### [Supplied records]
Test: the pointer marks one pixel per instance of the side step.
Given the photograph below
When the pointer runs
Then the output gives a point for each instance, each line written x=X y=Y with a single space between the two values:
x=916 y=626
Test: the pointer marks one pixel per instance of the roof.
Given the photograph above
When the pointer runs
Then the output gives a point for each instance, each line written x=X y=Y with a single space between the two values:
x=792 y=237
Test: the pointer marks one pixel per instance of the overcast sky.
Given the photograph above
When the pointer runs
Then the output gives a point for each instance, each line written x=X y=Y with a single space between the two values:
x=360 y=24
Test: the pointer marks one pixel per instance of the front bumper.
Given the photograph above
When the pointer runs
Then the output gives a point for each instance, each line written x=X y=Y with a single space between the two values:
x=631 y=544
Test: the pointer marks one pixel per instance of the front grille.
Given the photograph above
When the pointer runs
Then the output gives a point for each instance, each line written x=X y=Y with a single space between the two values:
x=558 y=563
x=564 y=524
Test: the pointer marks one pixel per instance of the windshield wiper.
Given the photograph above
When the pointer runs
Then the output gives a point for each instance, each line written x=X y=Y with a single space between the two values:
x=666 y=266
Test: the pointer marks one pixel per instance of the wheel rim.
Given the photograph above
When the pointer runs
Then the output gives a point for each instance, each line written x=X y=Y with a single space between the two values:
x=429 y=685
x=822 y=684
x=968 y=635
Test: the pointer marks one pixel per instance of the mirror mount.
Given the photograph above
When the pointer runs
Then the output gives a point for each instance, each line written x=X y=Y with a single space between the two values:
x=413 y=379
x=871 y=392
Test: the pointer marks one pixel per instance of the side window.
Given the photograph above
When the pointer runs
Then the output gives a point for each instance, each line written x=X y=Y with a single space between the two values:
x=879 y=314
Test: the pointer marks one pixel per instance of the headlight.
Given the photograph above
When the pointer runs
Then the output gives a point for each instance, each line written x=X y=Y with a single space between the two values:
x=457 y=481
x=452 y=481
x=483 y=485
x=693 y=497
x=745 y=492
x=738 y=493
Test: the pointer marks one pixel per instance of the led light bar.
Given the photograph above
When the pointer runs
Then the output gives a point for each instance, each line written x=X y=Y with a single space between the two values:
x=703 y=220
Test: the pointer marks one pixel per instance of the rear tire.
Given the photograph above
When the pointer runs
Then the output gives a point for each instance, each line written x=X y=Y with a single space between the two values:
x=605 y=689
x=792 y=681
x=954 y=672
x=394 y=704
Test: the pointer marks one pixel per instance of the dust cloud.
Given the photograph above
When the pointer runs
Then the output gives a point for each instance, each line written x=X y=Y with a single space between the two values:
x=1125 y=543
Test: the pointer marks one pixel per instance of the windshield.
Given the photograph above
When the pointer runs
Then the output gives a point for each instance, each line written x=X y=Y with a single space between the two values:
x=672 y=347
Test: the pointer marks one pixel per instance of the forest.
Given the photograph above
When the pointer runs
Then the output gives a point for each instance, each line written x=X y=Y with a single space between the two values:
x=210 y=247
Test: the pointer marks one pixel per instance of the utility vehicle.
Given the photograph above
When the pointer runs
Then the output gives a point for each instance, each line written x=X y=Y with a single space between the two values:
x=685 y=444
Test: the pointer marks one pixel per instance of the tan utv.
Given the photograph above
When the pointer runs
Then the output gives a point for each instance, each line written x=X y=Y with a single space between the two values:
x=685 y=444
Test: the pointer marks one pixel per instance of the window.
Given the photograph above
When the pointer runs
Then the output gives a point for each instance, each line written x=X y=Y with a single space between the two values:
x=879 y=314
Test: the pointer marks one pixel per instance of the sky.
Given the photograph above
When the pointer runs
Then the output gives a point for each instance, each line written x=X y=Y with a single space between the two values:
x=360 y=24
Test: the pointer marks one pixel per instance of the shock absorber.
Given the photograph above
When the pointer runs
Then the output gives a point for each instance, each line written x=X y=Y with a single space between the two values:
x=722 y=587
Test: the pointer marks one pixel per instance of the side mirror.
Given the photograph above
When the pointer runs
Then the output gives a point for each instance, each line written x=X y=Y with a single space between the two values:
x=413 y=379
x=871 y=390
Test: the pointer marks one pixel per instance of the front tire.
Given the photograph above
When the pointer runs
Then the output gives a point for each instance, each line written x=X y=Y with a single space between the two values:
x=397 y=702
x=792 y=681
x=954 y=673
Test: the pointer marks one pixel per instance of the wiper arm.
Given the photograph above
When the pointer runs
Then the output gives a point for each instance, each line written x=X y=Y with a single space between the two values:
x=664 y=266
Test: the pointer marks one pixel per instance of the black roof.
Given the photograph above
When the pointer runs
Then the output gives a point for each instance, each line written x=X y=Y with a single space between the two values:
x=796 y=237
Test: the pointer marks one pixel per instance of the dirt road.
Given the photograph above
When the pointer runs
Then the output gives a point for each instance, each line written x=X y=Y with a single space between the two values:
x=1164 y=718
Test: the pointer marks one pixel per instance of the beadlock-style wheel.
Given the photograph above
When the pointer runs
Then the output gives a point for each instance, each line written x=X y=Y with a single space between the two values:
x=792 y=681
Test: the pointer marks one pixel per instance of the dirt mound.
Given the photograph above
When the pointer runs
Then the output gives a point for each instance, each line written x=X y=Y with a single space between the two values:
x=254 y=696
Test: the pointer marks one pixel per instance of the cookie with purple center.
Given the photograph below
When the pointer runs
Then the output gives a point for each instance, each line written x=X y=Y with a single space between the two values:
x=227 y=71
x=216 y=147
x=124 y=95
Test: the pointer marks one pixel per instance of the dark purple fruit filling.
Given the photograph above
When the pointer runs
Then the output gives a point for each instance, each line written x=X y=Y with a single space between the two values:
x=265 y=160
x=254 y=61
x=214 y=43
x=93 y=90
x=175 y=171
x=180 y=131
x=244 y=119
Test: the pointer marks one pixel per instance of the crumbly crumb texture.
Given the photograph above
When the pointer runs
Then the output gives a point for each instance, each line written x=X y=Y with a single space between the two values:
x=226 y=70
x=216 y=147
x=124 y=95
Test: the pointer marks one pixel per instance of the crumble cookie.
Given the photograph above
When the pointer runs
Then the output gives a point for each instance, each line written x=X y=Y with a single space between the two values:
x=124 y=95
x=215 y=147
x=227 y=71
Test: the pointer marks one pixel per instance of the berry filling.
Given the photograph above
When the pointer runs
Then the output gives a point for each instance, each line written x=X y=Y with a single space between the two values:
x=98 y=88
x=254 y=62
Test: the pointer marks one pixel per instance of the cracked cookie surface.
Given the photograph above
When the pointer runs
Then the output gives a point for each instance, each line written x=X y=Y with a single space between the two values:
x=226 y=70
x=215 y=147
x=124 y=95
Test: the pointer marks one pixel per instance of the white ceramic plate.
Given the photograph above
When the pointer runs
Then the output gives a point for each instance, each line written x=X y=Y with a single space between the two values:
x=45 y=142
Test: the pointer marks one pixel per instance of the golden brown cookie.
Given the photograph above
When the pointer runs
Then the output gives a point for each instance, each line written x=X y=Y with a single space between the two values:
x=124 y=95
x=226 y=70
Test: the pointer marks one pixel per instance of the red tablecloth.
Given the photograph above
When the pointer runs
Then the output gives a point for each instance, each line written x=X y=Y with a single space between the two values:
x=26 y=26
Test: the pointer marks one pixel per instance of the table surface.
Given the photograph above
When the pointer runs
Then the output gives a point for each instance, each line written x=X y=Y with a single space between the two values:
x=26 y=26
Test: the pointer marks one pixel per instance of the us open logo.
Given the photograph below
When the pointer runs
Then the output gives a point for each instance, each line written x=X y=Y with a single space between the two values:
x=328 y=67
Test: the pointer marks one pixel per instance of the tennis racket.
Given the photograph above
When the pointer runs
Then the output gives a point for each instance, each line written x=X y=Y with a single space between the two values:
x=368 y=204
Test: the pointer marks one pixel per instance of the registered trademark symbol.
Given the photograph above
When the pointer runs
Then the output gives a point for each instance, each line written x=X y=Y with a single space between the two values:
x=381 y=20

### [Do this]
Arrange the part of the listing above that opens with its first line and closes with the line containing "x=916 y=626" as a JSON list of strings, one string per line, omitting blank lines.

### [Answer below]
[
  "Test: the pointer marks one pixel per instance of the side step.",
  "Given the photograph below",
  "When the pointer runs",
  "Then the output gives a point for each instance, each line written x=X y=Y with a single space between the two values:",
  "x=916 y=626"
]